THE EXERCISE — Format the records below as a JSON list of strings, with one string for each line and blank lines omitted.

Stored data entries:
-- start --

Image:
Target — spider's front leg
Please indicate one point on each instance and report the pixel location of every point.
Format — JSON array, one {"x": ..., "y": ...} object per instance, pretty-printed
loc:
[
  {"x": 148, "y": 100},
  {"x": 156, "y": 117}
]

-- end --

COMPLETE RESPONSE —
[
  "Image:",
  "Target — spider's front leg",
  "Please indicate one point on each instance and report the pixel location of every point.",
  "Format — JSON array, one {\"x\": ..., \"y\": ...} object per instance, pretty-printed",
  "loc:",
  "[",
  "  {\"x\": 148, \"y\": 100},",
  "  {\"x\": 156, \"y\": 117}",
  "]"
]